YOUR ASSIGNMENT. Find the string "window" in the records. Copy every line it appears in.

Records excerpted from a collection:
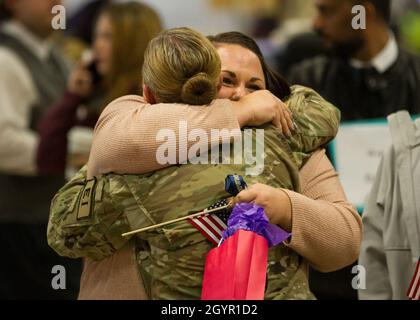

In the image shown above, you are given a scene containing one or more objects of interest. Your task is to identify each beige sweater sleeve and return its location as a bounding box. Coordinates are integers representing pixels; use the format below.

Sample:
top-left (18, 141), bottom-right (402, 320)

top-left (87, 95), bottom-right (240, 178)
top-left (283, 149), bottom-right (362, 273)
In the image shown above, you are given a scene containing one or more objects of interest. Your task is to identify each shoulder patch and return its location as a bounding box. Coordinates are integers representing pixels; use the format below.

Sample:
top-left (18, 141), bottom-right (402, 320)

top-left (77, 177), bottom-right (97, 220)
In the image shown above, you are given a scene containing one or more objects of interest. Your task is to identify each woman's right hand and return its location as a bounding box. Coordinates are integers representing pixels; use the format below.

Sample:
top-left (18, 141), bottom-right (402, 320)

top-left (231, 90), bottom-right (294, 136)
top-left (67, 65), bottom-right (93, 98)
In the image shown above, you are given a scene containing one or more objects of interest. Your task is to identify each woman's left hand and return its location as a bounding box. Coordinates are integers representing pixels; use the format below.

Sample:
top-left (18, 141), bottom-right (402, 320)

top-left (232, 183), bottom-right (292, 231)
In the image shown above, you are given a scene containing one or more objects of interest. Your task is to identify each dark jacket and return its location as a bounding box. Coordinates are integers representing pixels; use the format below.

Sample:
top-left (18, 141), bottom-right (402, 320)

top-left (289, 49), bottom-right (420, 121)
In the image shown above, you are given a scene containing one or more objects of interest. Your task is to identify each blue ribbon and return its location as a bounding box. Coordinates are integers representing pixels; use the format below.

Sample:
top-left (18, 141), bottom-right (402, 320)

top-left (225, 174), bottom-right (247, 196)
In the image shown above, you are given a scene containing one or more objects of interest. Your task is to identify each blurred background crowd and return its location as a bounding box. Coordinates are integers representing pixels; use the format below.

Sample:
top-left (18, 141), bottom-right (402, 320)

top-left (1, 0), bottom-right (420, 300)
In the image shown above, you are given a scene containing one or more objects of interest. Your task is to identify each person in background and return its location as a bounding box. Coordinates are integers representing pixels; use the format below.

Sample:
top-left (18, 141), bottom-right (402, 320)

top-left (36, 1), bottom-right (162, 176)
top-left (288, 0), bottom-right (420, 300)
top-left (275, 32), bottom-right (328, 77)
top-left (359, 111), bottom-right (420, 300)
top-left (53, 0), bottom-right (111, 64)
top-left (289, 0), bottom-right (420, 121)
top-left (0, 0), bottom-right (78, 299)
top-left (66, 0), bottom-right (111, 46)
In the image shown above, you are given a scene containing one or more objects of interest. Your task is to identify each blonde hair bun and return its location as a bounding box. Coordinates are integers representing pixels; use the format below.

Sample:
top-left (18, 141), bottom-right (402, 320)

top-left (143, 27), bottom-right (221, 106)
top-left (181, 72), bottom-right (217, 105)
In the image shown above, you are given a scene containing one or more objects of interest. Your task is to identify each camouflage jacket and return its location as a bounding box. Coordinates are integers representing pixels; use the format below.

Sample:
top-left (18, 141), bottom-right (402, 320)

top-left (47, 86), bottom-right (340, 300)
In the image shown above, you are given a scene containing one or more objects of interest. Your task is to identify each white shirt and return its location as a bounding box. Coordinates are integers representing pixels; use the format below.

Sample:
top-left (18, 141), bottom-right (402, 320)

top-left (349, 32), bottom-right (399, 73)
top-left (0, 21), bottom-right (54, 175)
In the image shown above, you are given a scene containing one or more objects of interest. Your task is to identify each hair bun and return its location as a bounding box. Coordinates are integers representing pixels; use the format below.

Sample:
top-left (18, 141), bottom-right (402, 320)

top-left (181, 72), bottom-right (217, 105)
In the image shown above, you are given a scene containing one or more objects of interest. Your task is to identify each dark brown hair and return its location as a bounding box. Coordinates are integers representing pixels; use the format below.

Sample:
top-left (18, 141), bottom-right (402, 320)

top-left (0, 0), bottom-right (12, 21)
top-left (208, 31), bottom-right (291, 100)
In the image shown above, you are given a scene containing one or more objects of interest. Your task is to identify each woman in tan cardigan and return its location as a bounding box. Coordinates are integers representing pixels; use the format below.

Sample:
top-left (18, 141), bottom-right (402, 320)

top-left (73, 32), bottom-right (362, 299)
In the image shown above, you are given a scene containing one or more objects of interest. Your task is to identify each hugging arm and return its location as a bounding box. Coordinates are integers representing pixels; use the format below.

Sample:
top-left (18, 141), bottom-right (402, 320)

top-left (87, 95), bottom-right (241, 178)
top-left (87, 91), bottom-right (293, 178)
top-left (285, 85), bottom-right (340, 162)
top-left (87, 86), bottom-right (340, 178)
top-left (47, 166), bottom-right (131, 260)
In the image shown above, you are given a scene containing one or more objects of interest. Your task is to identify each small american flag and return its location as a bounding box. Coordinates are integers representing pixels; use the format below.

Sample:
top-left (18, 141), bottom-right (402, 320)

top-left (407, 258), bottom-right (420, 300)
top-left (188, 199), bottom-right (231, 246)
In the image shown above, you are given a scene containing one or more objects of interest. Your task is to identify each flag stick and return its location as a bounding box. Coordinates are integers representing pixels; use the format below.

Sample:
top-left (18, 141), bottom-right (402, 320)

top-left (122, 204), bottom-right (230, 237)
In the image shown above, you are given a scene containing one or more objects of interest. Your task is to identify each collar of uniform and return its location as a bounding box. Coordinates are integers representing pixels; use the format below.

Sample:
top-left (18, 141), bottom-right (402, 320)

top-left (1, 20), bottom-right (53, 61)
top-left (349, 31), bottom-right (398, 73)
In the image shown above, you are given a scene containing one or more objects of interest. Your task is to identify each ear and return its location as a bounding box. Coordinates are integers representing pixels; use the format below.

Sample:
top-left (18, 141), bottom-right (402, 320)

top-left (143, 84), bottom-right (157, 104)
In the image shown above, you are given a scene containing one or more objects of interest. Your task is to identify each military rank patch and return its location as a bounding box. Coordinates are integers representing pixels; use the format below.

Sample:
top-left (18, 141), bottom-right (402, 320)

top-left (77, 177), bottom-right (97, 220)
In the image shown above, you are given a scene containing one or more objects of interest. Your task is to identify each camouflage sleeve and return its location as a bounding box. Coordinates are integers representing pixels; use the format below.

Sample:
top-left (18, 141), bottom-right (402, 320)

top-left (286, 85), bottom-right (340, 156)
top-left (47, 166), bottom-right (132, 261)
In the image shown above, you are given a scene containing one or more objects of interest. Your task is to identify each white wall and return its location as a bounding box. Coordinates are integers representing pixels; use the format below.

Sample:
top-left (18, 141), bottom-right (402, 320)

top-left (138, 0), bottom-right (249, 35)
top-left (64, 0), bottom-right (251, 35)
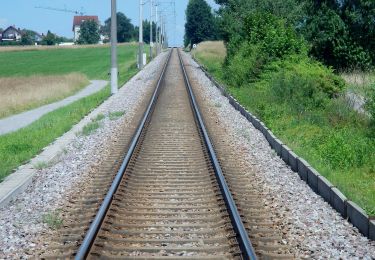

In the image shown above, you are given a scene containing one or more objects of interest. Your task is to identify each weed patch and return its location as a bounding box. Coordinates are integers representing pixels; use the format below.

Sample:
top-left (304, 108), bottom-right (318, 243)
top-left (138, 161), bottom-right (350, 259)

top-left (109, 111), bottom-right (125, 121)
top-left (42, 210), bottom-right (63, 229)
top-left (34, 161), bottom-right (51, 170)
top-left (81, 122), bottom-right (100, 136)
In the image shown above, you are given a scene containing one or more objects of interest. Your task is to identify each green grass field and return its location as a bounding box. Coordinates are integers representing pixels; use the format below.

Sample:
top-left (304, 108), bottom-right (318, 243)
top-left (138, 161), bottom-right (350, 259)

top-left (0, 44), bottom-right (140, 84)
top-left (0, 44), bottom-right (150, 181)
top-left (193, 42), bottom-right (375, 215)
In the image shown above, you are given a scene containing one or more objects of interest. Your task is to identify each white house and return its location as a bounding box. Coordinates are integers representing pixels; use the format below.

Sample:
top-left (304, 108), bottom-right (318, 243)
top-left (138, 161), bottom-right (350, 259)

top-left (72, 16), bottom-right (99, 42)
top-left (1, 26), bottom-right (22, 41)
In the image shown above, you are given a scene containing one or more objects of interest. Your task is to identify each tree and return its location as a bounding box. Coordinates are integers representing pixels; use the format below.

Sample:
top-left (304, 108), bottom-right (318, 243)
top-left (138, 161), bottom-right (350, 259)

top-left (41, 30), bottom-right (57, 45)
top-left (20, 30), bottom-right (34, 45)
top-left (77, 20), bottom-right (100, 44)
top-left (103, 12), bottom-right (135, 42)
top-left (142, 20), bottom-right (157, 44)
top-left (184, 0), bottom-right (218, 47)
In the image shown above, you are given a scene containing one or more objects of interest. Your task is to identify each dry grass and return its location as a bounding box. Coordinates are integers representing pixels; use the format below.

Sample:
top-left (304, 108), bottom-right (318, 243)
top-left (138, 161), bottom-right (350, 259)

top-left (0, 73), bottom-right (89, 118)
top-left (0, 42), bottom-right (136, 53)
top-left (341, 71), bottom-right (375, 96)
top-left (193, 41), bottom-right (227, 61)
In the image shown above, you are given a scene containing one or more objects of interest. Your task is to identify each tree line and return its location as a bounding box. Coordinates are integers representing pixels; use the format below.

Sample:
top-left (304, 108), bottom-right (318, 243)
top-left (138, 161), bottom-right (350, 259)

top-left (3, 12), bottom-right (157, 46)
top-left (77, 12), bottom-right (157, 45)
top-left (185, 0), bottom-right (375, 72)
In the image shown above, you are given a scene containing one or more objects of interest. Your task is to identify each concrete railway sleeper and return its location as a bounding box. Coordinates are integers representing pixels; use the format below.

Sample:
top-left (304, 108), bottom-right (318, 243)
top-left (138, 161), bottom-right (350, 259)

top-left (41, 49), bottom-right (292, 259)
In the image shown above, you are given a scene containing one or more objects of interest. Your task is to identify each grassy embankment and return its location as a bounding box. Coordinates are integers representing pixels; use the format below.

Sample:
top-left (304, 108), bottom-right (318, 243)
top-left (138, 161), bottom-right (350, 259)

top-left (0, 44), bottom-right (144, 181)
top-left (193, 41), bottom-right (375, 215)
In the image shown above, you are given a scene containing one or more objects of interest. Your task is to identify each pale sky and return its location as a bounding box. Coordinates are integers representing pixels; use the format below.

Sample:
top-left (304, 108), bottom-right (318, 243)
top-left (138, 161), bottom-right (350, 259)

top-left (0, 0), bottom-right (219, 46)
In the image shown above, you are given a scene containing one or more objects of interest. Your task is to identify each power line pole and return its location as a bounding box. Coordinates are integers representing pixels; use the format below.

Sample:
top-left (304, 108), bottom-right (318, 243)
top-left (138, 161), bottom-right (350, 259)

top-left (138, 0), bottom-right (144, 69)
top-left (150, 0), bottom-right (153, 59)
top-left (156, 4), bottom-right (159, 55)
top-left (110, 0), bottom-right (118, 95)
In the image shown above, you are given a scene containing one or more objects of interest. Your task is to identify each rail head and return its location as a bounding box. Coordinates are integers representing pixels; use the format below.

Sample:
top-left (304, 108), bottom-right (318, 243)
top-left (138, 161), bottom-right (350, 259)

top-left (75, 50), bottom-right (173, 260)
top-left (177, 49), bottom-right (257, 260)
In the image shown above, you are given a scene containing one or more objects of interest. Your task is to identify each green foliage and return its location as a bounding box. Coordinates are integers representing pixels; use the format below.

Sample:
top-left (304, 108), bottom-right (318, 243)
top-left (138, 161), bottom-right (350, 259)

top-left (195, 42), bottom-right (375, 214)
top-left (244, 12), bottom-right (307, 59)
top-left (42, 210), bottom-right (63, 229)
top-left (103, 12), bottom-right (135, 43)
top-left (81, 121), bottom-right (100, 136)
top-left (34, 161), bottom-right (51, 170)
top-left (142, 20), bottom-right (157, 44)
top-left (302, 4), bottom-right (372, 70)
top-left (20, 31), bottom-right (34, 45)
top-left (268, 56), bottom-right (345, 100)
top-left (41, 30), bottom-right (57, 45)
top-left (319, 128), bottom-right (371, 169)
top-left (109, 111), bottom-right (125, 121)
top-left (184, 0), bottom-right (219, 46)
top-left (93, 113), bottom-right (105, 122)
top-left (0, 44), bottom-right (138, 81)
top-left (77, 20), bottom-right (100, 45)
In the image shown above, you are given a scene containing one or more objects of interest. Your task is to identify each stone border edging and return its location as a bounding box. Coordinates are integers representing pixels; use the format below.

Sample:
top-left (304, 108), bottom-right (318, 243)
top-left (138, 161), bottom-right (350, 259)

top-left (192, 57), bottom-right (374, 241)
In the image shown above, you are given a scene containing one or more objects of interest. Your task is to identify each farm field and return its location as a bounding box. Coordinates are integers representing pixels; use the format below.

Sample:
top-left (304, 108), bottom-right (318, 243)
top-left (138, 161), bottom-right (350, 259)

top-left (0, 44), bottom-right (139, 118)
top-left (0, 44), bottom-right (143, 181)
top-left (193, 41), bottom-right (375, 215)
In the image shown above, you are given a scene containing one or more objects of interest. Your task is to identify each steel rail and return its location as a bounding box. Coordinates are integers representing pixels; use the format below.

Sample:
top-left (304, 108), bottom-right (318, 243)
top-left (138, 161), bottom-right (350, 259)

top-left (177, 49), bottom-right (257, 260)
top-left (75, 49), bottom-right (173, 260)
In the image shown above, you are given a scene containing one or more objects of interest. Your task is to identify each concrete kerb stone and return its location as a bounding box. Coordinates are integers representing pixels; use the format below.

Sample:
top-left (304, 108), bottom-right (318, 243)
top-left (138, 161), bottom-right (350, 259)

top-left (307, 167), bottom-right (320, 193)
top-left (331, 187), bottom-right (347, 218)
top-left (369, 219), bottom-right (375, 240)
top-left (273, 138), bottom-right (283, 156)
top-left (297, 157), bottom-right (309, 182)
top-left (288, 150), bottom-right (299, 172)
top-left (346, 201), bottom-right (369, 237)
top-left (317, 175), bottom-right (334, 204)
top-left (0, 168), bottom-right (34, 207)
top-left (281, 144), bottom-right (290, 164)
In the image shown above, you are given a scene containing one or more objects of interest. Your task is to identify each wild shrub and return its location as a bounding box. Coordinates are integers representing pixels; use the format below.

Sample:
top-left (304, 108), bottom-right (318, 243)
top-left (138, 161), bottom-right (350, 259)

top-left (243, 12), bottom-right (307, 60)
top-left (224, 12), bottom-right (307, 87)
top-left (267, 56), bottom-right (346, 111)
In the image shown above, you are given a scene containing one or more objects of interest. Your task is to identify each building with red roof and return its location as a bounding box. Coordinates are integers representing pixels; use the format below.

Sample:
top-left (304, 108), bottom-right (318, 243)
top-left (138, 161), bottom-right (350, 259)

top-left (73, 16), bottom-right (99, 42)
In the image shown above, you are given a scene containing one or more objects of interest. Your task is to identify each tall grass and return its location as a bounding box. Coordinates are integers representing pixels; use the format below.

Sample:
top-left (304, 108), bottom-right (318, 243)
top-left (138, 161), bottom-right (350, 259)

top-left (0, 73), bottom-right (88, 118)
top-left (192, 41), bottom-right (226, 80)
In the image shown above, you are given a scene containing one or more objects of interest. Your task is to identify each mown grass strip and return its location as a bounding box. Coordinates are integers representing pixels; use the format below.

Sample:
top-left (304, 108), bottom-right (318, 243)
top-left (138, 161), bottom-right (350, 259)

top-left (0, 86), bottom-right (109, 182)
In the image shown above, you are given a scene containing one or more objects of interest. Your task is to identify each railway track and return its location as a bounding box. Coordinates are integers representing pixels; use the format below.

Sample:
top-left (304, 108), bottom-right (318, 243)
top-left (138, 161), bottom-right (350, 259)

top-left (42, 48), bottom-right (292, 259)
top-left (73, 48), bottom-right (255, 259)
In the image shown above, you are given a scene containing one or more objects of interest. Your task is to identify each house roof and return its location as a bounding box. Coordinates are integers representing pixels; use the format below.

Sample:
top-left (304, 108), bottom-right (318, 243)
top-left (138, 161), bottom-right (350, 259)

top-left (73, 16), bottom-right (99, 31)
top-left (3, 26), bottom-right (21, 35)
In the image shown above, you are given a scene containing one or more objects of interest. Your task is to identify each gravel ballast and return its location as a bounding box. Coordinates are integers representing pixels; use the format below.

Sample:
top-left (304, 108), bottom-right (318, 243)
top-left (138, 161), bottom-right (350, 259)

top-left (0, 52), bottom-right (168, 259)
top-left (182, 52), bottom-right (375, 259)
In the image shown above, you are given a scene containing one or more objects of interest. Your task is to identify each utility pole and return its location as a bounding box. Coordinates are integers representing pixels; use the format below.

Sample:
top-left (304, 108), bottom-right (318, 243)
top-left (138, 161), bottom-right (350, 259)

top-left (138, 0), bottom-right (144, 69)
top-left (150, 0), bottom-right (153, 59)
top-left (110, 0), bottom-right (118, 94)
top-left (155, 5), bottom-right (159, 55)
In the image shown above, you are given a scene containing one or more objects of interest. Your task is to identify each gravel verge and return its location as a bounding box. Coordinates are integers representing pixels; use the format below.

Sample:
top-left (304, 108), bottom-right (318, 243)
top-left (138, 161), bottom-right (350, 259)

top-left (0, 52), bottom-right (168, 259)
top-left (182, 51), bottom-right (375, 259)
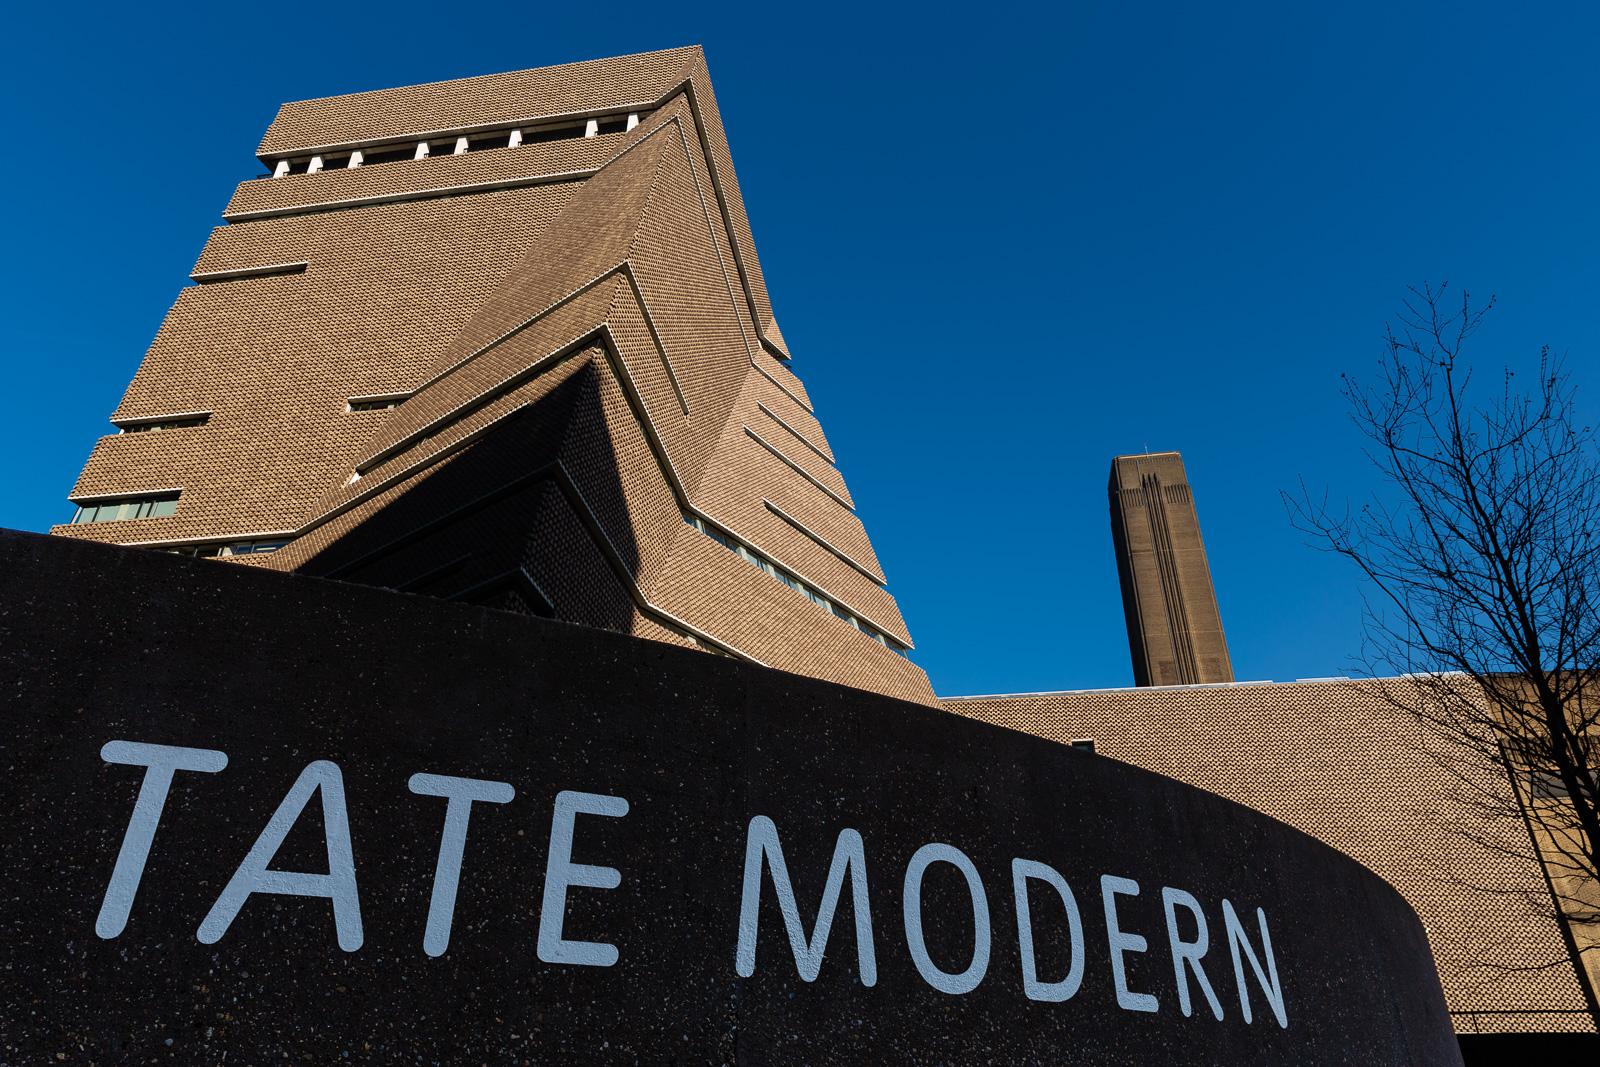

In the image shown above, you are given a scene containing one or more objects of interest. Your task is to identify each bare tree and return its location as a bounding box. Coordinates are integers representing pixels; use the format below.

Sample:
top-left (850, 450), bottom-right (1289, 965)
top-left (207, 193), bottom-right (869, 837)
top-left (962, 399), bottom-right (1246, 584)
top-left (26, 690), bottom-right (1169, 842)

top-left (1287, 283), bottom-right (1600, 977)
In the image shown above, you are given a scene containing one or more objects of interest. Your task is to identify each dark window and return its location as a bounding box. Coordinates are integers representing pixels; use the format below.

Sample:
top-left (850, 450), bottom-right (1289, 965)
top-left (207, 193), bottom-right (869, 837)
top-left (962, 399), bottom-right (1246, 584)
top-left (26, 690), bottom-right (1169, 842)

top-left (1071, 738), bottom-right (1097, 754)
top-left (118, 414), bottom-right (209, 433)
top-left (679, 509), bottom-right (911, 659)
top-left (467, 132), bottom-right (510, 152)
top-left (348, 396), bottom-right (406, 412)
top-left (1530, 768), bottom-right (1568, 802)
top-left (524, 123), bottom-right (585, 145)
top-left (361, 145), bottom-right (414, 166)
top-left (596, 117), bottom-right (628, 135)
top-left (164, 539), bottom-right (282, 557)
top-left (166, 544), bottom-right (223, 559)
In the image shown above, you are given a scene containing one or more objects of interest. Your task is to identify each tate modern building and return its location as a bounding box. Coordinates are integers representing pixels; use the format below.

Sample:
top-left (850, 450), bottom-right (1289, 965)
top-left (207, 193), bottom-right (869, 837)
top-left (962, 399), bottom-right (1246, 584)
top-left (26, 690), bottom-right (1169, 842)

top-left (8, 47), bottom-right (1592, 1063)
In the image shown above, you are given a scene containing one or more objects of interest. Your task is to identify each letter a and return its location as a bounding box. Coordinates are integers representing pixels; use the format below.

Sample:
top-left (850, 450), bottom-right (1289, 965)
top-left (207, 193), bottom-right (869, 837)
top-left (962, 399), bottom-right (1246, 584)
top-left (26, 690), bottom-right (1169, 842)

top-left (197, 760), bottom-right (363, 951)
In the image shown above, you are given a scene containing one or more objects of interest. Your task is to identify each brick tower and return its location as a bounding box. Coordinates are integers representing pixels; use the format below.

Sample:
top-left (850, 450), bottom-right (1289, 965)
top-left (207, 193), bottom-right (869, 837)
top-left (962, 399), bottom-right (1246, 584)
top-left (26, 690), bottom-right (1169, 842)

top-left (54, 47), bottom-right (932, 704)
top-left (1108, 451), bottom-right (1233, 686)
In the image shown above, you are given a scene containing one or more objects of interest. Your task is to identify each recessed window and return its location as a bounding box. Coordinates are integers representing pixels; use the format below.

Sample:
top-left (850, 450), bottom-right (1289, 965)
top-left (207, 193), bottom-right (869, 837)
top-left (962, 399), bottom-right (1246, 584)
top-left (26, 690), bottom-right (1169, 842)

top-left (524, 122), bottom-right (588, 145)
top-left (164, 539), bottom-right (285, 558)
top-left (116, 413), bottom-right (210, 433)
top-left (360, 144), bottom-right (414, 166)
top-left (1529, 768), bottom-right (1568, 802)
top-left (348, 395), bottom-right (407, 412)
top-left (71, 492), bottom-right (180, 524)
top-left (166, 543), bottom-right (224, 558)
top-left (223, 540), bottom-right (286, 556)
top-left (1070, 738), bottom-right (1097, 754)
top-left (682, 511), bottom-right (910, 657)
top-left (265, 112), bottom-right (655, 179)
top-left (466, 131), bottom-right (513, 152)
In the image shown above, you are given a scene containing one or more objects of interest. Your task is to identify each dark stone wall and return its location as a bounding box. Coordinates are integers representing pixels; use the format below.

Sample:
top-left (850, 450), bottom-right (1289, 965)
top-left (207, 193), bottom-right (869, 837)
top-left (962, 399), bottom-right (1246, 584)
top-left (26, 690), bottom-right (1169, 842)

ANSWER.
In the image shown above, you are given a scene containing one or more objects of interest. Your task is to identify each dark window and return its location as a bounding box. Coordinates are integers representing pixels; use the format below.
In the image shown above, you are given a scene containing one or more objects of interest. Your task is to identify each recessed window and return its location as a bounding box. Coordinates are integers representing pixels; use the format below.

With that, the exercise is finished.